▸ To be done
Where in the data below does the string "truck" appear? Copy out every line that contains it.

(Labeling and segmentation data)

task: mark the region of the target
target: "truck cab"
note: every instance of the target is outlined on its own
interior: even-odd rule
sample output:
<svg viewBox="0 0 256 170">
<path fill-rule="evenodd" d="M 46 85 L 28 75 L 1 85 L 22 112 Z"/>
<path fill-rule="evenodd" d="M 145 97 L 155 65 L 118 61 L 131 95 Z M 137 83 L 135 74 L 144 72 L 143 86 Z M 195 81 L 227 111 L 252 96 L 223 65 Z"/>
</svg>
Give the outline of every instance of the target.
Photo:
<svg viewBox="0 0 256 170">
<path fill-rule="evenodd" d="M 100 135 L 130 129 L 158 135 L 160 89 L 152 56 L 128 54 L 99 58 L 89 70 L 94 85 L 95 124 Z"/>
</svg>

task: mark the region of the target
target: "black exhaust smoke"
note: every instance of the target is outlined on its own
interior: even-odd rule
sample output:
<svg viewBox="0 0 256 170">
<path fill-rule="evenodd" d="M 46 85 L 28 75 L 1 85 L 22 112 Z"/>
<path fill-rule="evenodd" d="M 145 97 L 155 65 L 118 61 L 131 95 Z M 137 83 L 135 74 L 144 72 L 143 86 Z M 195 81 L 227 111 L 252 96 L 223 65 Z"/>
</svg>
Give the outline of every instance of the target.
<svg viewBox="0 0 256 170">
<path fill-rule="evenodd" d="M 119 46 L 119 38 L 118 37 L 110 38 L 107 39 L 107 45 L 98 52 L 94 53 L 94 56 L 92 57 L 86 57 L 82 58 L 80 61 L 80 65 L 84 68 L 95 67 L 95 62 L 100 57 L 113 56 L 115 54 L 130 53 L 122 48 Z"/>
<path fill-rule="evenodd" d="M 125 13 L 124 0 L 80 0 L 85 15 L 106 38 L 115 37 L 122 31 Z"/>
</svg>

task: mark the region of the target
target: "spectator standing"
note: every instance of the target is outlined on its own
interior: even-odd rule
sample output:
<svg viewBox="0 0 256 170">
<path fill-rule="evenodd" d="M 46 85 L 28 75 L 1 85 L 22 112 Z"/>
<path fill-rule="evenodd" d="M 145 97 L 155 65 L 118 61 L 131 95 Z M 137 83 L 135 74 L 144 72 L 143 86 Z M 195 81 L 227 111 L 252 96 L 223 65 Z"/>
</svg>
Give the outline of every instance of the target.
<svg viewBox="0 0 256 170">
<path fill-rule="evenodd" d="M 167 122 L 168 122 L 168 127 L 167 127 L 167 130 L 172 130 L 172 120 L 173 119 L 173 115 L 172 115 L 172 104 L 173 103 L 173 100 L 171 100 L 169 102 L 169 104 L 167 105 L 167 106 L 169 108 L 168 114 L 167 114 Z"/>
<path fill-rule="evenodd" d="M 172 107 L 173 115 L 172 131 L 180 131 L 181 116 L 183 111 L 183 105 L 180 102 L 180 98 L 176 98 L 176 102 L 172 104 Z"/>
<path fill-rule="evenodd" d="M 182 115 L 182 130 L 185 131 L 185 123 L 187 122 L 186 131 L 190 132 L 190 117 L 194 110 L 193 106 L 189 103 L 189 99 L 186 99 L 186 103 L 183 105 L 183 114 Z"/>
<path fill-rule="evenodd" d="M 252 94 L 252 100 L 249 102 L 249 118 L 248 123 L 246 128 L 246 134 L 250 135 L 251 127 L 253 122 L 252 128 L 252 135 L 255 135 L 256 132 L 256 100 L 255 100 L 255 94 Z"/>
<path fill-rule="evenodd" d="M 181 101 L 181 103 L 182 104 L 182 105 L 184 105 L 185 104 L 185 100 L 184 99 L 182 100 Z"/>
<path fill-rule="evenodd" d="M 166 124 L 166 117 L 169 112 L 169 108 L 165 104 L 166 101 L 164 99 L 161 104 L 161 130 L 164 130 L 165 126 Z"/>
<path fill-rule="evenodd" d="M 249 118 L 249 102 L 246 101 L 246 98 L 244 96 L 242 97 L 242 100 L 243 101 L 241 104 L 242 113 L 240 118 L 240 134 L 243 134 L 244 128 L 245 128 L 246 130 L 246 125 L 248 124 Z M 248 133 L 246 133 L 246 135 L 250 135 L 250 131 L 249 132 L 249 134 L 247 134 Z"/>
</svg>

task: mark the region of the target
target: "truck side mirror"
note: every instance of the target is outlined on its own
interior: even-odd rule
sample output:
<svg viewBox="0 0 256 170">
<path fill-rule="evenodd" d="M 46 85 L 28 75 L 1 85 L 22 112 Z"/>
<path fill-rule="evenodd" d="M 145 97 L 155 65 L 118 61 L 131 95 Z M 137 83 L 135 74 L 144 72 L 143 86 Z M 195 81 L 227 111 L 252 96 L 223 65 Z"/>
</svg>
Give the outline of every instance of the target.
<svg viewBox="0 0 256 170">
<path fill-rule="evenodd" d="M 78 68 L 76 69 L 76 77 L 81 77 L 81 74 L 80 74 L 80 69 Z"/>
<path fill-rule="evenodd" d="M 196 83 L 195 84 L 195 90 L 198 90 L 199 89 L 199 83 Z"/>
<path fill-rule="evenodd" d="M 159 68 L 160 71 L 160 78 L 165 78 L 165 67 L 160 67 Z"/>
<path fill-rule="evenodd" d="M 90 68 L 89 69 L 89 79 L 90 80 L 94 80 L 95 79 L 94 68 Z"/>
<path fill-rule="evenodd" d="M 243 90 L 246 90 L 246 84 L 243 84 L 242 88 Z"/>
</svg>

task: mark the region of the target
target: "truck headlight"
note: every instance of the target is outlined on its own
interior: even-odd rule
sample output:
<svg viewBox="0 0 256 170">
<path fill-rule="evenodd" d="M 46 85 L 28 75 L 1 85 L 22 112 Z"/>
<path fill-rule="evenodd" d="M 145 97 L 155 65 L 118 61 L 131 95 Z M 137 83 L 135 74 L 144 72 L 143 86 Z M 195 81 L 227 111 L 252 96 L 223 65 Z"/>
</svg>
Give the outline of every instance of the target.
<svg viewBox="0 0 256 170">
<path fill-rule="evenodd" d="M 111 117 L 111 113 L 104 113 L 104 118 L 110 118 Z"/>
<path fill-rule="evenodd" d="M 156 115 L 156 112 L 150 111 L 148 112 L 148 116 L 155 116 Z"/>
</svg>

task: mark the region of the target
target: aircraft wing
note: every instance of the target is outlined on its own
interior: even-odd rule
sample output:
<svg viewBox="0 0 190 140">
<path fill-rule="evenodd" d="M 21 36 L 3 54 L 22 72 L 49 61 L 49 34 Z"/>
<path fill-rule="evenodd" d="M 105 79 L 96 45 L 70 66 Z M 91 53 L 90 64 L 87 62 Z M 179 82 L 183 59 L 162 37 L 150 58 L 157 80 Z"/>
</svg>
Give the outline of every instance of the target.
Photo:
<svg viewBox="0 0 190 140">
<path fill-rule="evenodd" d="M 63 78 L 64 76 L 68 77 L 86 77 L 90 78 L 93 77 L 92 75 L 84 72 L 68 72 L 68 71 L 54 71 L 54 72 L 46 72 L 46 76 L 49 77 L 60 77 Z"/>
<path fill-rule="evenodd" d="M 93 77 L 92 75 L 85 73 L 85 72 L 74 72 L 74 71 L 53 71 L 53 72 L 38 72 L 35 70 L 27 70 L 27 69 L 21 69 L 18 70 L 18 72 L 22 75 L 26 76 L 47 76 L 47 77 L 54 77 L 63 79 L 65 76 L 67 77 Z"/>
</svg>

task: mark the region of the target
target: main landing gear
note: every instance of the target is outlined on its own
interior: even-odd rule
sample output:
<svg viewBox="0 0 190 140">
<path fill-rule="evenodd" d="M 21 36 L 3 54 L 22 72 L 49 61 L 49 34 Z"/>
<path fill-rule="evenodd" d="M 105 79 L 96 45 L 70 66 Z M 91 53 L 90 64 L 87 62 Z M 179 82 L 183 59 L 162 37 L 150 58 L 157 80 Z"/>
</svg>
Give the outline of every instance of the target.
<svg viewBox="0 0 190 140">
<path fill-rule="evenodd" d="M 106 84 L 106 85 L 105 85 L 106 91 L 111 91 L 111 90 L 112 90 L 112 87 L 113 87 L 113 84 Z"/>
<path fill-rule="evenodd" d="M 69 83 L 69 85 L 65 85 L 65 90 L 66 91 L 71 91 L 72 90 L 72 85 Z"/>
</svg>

▸ Response to the task
target: "truck cab"
target: "truck side mirror"
target: "truck headlight"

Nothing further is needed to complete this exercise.